(Data entries)
- - -

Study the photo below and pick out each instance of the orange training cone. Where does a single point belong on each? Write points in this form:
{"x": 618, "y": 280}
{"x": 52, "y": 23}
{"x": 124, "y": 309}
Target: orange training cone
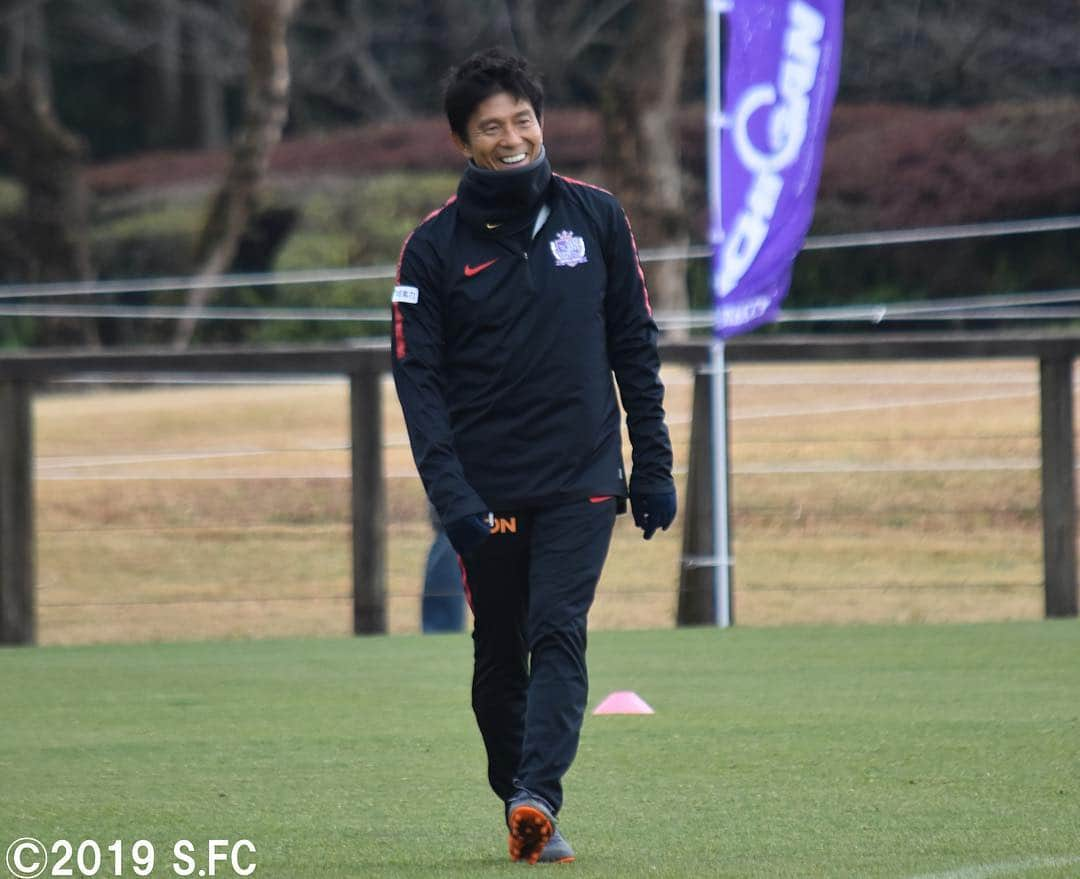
{"x": 623, "y": 702}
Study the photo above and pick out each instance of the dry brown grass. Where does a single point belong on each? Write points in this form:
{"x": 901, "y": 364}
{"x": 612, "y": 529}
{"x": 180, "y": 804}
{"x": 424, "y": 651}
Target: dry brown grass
{"x": 207, "y": 512}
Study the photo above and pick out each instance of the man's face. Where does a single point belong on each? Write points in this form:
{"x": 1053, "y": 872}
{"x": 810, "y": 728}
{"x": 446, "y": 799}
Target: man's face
{"x": 503, "y": 133}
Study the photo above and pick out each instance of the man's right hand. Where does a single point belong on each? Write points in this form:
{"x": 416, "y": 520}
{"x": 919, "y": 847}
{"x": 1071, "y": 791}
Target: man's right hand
{"x": 467, "y": 533}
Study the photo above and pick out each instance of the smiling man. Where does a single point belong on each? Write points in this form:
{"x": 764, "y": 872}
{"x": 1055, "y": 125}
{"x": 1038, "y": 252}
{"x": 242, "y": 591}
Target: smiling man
{"x": 514, "y": 306}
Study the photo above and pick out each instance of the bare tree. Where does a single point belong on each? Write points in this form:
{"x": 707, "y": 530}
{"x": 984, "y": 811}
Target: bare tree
{"x": 52, "y": 238}
{"x": 639, "y": 107}
{"x": 266, "y": 109}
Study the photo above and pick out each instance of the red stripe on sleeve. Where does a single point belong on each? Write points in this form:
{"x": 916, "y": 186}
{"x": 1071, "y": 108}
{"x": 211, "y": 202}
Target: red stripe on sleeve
{"x": 399, "y": 333}
{"x": 637, "y": 261}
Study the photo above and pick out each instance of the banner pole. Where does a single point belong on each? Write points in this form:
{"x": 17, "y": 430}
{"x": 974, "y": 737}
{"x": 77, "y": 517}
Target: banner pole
{"x": 718, "y": 408}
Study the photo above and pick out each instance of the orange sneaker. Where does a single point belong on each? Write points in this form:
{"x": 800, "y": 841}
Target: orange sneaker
{"x": 530, "y": 826}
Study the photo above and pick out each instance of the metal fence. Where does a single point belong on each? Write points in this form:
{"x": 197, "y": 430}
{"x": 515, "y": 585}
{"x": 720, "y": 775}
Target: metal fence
{"x": 866, "y": 472}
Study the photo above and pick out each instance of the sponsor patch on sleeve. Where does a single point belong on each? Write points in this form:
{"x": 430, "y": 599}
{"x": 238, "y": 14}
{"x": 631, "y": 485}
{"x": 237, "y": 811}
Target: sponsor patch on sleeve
{"x": 404, "y": 294}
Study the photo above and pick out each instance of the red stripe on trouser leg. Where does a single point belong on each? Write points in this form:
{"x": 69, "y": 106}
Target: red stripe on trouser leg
{"x": 464, "y": 582}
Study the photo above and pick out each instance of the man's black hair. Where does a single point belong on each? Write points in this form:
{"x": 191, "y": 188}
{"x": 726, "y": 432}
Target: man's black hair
{"x": 483, "y": 75}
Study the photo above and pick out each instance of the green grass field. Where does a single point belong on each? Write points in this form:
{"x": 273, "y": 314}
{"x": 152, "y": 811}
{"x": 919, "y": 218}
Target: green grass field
{"x": 949, "y": 752}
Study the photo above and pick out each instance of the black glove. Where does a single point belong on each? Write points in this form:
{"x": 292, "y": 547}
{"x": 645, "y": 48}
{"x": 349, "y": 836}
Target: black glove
{"x": 467, "y": 533}
{"x": 653, "y": 511}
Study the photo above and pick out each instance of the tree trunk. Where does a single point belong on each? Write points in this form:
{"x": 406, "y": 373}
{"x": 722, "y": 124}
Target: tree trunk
{"x": 266, "y": 110}
{"x": 642, "y": 140}
{"x": 53, "y": 238}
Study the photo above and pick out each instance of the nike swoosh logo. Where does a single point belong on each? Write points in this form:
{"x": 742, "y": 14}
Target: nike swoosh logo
{"x": 471, "y": 270}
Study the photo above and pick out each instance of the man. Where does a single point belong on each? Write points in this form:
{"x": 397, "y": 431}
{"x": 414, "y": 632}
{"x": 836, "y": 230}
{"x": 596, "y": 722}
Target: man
{"x": 514, "y": 305}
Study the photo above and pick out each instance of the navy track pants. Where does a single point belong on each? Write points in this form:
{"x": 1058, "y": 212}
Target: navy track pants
{"x": 530, "y": 585}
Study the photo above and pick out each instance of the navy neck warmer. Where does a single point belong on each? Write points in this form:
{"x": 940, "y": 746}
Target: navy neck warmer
{"x": 503, "y": 202}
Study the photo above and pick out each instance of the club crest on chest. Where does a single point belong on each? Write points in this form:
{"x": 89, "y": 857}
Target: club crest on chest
{"x": 568, "y": 248}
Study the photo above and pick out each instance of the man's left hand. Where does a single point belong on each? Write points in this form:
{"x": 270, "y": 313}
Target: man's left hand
{"x": 653, "y": 511}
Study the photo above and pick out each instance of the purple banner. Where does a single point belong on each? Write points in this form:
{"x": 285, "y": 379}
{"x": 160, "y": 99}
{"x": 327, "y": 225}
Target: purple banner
{"x": 782, "y": 67}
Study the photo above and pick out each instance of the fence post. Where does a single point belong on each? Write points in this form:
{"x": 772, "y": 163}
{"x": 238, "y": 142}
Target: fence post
{"x": 368, "y": 505}
{"x": 17, "y": 612}
{"x": 1058, "y": 487}
{"x": 696, "y": 599}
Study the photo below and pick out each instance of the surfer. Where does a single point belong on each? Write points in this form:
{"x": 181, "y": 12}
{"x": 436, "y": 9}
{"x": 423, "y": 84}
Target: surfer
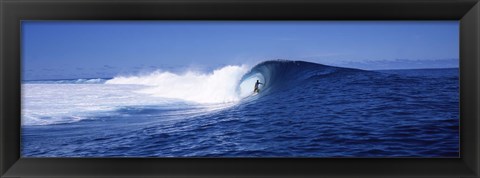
{"x": 256, "y": 90}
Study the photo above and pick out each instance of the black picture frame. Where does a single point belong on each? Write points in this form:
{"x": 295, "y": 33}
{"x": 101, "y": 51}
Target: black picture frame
{"x": 14, "y": 11}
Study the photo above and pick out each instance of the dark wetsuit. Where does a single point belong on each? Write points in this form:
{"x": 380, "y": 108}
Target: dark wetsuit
{"x": 256, "y": 87}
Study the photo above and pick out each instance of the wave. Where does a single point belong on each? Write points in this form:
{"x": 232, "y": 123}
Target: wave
{"x": 225, "y": 87}
{"x": 218, "y": 86}
{"x": 69, "y": 81}
{"x": 227, "y": 84}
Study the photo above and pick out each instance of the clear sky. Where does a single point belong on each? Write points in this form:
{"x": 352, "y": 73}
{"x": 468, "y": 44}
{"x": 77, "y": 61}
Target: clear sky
{"x": 92, "y": 49}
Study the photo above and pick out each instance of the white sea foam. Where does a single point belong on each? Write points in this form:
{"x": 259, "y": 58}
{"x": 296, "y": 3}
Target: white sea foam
{"x": 44, "y": 104}
{"x": 219, "y": 86}
{"x": 54, "y": 103}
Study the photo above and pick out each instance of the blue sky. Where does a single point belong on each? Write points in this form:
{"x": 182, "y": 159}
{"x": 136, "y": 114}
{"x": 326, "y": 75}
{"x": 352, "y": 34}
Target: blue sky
{"x": 92, "y": 49}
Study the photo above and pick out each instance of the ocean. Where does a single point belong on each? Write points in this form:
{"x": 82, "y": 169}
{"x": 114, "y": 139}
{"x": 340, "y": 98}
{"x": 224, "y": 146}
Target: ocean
{"x": 303, "y": 109}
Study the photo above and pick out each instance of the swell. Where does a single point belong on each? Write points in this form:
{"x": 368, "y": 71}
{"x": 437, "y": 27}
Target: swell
{"x": 283, "y": 74}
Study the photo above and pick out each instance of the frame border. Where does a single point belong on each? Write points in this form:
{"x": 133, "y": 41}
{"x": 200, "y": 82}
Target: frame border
{"x": 13, "y": 11}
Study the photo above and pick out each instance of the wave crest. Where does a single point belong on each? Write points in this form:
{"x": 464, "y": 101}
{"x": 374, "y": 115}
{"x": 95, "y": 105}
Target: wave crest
{"x": 218, "y": 86}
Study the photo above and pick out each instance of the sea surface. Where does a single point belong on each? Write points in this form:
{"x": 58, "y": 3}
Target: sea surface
{"x": 303, "y": 110}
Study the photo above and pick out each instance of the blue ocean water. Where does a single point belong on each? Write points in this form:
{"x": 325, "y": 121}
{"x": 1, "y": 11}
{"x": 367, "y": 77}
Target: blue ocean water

- - -

PROBLEM TO SOLVE — Each line above that includes the word "water" is to be copied.

ANSWER TO THIS PROBLEM —
Study the photo above and pick out each instance of the blue ocean water. Where does a single point belong on each? Write points in this form:
Target: blue ocean water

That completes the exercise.